# Given instruction:
Reproduce all of the records below verbatim, leaving the pictures out of your answer.

** Start of Data records **

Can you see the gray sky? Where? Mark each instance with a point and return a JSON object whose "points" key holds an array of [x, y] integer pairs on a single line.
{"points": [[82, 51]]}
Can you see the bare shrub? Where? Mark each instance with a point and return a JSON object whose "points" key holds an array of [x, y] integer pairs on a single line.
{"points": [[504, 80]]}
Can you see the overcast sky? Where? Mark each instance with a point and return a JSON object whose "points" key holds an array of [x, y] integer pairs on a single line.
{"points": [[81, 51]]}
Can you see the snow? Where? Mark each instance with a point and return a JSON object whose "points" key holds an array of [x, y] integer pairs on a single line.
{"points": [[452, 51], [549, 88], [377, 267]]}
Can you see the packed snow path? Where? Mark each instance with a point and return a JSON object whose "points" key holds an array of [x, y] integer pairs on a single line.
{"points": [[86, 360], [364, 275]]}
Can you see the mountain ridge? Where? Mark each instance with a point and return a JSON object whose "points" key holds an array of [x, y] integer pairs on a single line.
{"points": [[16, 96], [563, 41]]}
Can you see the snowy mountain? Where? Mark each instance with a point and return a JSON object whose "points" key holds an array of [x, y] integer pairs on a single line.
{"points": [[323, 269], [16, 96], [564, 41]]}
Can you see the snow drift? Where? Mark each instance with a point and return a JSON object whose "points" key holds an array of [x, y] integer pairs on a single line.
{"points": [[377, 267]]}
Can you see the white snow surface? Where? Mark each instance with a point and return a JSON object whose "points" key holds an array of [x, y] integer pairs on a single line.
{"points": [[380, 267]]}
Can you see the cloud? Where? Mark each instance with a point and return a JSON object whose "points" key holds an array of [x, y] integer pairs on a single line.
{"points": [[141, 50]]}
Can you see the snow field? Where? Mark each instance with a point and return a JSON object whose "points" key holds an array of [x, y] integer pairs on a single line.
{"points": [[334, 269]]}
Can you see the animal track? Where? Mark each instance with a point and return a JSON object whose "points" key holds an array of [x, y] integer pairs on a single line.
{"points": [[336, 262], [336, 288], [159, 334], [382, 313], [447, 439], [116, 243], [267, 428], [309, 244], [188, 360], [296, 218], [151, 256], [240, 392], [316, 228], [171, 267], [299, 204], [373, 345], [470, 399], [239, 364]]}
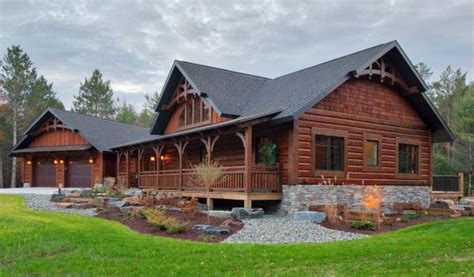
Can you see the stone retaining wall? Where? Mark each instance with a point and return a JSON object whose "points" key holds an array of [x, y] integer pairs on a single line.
{"points": [[300, 197]]}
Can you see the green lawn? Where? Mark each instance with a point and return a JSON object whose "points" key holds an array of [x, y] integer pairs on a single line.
{"points": [[45, 243]]}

** End of Data records **

# Exercise answer:
Can you see the gray sky? Where? Mark each instance with a point and return a JSON object whose "points" key holds an array of [x, y] integer pairs on a single line.
{"points": [[82, 51]]}
Can you see the bare shrub? Where? Mark each instance with a point and return a JSON object whose "points" key holds an array of [x, y] integer pairs on a single line.
{"points": [[504, 80]]}
Can you see the overcast sky? Where? Mark each instance with a point and return a JSON object whose "points" key holds an array of [x, y] integer pairs on a single line.
{"points": [[81, 51]]}
Can you see the snow? Where? Mark each instance with a point and return a JSON object whose "points" key holds an array of [x, y] integer pairs on a single line.
{"points": [[452, 51], [549, 88], [377, 267]]}
Can you see the packed snow path? Where? Mark each instance with a point and return a JSON object whose "points" key holds an array of [x, y] integer pairs on a single line.
{"points": [[86, 360], [364, 275]]}
Can you see the mountain ridge? Where? Mark each instance with a point and return a JSON object whose "points" key holds an array of [x, y] integer pairs on a single line.
{"points": [[16, 96], [563, 41]]}
Can you see the snowy mountain? Where? Mark each instance with a point and return a JSON object whose "points" key holds an array of [x, y] integer pairs on a single line.
{"points": [[323, 269], [16, 96], [564, 41]]}
Can you see the snow drift? Where? Mark each instance with a point and return a JSON object whose "points" key holds an array of [x, y] integer pairs on a single line.
{"points": [[377, 267]]}
Can you see the white snow surface? Where? Mark each instance with a point and return a JSON object whose "points" key holds an array of [x, y] integer pairs on a single line.
{"points": [[380, 267]]}
Can you see the cloud? Where? Mark each instance with a point and return a JSON object whose "points" key holds an array of [x, y] integer pairs on a single line.
{"points": [[141, 50]]}
Can you see the snow field? Where? Mark each instance with a point and return a JSON object whose "points" key holds an array of [x, y] integer pairs on a single line.
{"points": [[334, 269]]}
Can you see the animal track? Where? Mark each instance with a point and return a JSON object whose "points" key holds an array of [x, y] integer pairs on a single line.
{"points": [[336, 262], [336, 288], [159, 334], [382, 313], [447, 439], [116, 243], [267, 428], [309, 244], [188, 360], [296, 218], [151, 256], [240, 392], [316, 228], [171, 267], [299, 204], [373, 345], [470, 399], [239, 364]]}
Can you see the stone retaining wall? Where? Mark each instance with a point and return a JSON object whose "points" key holds an array of [x, y] integer pairs on a single line.
{"points": [[300, 197]]}
Can you see the green lawn? Where? Mark each instance with a point and return a JSON object whose "points" key holds an array of [x, y] integer pairs on a single line.
{"points": [[45, 243]]}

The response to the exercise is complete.